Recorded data

-------

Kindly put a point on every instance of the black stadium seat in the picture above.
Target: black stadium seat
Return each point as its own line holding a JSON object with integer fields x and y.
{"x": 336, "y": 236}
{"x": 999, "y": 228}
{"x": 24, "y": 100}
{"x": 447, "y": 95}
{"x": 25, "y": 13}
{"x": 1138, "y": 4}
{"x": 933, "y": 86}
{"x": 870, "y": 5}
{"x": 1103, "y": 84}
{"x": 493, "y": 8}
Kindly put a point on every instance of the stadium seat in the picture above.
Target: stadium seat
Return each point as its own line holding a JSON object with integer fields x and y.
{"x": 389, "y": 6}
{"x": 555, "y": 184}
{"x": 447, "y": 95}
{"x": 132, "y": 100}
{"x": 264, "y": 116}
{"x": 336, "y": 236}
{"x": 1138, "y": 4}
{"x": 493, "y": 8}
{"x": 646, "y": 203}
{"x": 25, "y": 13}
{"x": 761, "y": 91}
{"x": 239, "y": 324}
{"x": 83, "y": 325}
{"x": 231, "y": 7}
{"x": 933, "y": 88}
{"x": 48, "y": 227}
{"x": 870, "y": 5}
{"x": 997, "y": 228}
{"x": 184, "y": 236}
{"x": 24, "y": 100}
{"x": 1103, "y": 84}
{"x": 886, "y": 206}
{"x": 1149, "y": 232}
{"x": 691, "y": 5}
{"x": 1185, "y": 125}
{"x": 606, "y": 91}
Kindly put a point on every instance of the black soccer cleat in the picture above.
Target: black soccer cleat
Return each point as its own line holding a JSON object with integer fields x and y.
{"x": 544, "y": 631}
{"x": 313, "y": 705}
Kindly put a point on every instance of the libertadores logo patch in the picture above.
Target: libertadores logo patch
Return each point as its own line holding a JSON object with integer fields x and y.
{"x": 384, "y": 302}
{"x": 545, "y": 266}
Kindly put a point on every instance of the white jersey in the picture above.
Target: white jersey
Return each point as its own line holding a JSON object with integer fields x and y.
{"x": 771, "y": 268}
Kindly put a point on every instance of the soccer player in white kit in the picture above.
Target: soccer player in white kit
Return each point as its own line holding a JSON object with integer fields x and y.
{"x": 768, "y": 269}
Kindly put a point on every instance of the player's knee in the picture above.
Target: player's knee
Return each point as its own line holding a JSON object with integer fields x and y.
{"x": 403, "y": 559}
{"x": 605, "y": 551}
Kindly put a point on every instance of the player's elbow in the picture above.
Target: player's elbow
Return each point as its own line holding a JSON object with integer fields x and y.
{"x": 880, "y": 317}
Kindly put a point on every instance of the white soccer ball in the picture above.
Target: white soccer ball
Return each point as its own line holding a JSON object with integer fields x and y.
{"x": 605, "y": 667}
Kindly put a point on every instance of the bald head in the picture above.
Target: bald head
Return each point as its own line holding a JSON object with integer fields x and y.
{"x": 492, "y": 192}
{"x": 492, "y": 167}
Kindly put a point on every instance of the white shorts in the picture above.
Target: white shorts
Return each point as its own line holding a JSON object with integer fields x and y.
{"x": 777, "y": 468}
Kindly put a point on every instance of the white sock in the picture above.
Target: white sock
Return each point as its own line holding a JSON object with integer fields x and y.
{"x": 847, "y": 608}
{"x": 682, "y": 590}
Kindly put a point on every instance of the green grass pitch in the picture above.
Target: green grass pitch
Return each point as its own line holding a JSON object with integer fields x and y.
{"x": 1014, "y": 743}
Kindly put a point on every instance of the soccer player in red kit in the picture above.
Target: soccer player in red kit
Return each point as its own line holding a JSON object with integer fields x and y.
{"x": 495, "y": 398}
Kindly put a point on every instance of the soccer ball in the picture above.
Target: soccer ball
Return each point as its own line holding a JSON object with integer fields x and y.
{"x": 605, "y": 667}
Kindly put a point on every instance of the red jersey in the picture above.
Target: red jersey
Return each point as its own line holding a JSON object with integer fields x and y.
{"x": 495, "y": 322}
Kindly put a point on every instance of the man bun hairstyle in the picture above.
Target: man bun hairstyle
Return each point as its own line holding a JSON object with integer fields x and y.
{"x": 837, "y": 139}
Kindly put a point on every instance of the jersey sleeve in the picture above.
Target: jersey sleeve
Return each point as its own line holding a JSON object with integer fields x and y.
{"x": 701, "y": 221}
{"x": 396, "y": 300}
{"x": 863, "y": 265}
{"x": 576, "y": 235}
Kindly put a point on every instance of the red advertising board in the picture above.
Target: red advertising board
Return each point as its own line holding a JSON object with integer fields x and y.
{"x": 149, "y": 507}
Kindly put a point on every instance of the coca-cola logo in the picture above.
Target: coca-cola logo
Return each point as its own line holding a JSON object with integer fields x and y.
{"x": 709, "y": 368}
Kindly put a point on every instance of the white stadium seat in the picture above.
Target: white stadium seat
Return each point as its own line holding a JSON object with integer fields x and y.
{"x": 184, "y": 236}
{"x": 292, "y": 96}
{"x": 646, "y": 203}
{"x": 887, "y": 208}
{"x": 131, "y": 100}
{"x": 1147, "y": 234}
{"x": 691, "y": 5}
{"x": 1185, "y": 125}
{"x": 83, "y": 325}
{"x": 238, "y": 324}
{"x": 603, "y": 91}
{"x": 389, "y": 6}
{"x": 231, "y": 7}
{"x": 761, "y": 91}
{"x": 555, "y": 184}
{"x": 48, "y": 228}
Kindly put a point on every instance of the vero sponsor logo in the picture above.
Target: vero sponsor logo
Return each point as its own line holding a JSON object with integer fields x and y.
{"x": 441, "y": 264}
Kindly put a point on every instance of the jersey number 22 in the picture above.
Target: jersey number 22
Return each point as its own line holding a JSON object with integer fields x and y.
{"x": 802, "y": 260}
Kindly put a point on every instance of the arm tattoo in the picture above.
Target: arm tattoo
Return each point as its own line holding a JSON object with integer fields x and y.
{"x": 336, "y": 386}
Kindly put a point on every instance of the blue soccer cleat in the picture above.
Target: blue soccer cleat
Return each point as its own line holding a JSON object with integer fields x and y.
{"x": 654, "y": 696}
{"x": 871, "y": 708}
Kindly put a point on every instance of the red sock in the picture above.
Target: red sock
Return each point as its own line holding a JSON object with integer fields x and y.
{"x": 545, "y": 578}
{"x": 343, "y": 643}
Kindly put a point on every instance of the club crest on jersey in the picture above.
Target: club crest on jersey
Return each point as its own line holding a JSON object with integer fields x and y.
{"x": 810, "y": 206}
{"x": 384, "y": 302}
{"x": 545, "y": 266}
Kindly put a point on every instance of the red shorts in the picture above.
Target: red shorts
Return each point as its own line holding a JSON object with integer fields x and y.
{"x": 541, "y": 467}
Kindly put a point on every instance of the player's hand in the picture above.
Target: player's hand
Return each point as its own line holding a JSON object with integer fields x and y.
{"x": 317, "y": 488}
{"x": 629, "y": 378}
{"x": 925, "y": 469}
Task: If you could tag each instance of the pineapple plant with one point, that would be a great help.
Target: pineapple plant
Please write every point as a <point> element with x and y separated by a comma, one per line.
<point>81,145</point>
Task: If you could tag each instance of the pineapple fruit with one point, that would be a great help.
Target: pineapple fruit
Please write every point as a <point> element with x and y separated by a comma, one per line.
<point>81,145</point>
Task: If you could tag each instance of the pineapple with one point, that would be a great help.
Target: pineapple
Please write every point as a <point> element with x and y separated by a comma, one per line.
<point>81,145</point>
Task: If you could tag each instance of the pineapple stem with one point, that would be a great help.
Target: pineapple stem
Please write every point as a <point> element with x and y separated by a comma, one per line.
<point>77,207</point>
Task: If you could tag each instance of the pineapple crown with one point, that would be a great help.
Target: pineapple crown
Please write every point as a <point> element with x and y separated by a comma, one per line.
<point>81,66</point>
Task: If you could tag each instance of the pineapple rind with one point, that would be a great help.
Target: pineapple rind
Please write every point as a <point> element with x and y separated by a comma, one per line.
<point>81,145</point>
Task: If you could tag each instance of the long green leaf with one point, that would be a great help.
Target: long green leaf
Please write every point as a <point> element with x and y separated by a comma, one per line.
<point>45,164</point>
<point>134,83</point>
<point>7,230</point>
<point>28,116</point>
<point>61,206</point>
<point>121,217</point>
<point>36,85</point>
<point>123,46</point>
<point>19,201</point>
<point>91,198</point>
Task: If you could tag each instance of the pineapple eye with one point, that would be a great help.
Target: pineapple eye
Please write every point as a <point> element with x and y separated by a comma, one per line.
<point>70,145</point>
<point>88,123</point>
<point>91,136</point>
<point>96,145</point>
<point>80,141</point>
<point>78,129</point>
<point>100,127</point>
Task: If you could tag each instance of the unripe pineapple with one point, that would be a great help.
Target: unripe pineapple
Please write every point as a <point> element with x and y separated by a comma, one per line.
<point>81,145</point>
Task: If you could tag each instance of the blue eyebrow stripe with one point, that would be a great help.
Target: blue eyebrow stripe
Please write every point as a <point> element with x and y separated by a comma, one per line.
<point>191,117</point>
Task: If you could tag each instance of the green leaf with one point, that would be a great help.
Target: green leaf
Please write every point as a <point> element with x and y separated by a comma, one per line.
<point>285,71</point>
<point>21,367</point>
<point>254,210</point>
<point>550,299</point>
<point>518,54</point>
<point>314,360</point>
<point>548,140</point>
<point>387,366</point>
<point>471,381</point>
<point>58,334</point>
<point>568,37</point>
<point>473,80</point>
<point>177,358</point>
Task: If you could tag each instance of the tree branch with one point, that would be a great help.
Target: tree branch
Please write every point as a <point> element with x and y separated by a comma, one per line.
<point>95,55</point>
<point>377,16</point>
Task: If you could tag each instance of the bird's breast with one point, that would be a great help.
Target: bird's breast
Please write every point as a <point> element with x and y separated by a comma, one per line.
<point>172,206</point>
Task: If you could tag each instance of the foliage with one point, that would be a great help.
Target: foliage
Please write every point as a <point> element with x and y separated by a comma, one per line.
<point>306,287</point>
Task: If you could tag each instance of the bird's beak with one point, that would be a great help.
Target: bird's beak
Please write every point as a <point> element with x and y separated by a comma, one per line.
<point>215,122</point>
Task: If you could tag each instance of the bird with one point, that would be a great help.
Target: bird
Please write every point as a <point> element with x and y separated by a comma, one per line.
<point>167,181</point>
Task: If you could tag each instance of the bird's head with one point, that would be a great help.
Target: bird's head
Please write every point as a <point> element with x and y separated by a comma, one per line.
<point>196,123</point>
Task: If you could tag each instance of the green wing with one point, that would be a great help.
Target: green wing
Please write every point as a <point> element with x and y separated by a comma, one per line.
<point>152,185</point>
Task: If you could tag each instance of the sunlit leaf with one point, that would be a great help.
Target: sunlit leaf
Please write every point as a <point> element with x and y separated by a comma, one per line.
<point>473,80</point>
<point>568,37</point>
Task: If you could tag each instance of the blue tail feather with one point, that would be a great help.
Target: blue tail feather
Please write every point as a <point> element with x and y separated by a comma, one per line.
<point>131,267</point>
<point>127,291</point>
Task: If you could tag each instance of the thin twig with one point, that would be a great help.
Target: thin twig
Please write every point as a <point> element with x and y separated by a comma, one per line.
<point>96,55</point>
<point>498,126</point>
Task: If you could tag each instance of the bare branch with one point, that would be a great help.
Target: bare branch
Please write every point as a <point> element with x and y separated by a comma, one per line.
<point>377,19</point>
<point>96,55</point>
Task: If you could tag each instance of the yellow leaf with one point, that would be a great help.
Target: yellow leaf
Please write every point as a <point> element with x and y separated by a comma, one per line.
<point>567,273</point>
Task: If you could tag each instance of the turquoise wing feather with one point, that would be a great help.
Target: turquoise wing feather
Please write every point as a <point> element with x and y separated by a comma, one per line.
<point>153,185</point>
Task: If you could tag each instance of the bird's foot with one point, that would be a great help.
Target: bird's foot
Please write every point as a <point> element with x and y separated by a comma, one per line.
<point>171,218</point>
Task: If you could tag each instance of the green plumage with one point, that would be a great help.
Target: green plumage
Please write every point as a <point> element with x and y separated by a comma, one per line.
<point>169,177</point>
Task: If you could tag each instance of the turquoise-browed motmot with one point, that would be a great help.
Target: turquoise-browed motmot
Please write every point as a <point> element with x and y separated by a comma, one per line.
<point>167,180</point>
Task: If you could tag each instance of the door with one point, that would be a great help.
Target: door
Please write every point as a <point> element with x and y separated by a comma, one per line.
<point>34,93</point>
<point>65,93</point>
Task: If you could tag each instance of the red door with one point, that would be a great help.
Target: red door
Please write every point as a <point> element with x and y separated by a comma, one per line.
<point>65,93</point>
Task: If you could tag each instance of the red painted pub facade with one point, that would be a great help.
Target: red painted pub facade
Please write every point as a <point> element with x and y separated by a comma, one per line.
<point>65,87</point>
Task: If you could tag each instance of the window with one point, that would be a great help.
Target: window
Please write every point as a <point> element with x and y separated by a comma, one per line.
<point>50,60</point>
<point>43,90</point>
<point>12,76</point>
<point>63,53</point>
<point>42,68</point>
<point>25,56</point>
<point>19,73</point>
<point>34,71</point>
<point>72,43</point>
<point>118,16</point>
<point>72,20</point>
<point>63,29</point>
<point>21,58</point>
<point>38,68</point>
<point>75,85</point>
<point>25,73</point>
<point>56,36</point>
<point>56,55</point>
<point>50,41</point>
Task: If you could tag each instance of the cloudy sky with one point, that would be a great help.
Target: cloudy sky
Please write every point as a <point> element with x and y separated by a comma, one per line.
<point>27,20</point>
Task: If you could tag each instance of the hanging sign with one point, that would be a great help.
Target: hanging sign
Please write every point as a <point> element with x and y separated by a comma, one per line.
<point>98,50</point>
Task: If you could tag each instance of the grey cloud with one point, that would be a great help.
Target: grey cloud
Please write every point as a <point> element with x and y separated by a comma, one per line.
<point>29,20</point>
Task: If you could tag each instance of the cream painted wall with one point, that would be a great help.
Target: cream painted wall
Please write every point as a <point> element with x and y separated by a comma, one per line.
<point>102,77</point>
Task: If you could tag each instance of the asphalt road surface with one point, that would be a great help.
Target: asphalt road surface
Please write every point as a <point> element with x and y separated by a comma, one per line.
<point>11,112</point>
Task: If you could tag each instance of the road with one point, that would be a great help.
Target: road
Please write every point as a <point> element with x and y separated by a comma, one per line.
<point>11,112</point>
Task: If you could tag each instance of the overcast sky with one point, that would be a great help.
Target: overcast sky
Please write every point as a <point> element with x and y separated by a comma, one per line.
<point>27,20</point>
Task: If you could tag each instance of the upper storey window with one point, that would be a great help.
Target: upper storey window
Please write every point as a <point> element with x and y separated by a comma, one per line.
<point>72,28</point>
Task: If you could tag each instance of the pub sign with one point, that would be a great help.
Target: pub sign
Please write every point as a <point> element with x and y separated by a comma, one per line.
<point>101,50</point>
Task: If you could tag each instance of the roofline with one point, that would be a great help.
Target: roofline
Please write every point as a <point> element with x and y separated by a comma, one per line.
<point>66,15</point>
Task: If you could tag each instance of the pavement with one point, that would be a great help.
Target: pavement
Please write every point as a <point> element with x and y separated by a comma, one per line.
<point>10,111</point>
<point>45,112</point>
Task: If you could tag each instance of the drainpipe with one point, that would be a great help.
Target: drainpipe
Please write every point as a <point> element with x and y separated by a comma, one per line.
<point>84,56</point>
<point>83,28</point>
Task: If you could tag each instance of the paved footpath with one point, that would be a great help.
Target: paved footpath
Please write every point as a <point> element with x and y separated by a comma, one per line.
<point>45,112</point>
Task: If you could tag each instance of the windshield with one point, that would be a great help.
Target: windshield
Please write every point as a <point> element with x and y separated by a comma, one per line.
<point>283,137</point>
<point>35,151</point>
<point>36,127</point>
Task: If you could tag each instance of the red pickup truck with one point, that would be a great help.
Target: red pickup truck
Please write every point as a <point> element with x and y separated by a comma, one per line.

-------

• [Directions]
For each line above that carries the word "sign", copy it out.

• [Solution to this exercise]
Task: If you could tag each instance of the hanging sign with one point, that would be a great help.
Target: hanging sign
Task: If you could tag each instance of the pub sign with one point, that would be a great help.
Target: pub sign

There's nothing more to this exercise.